● **Work item**: From the first line of the data below, copy each line up to the one containing "Target: parked car", and include that line too.

━━━━━ Record excerpts ━━━━━

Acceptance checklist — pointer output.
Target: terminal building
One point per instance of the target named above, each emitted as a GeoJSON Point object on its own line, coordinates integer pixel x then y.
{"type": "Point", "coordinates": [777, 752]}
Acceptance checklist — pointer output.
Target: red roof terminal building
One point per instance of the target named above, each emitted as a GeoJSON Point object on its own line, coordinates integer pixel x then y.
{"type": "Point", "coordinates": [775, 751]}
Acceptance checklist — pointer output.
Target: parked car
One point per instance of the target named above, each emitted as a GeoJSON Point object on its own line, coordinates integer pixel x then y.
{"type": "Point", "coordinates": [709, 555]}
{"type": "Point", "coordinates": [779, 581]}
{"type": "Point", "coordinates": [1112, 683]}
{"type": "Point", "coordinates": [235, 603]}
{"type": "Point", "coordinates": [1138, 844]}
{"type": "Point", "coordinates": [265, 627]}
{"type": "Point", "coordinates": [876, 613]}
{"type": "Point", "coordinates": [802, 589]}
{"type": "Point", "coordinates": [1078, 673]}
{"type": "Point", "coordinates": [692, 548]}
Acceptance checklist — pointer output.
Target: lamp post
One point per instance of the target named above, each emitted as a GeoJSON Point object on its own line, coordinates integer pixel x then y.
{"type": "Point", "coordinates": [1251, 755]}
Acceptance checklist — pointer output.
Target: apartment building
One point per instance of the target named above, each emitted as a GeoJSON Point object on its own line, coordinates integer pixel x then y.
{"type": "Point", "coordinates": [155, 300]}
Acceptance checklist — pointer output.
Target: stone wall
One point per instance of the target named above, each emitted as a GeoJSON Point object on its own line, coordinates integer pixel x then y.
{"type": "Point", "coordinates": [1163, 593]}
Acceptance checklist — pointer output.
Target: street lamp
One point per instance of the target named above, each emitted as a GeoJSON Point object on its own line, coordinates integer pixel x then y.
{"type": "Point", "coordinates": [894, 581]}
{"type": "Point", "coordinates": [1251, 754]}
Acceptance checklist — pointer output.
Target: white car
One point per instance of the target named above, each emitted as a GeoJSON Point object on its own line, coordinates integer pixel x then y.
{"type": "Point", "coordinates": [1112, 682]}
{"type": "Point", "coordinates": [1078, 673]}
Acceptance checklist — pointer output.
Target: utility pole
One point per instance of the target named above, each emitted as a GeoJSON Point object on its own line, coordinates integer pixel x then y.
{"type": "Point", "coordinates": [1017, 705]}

━━━━━

● **Expected answer**:
Acceptance checklist — pointer output.
Target: terminal building
One point per instance of the target named above, each emitted as a GeoJSON Point object on its own line, coordinates integer pixel x then y.
{"type": "Point", "coordinates": [777, 752]}
Acceptance checklist — pointer output.
Target: red roof terminal building
One point per instance of the target named above, each emitted as a GeoJSON Point object on its own line, coordinates integer pixel x then y.
{"type": "Point", "coordinates": [775, 751]}
Acceptance checklist — pointer output.
Target: parked car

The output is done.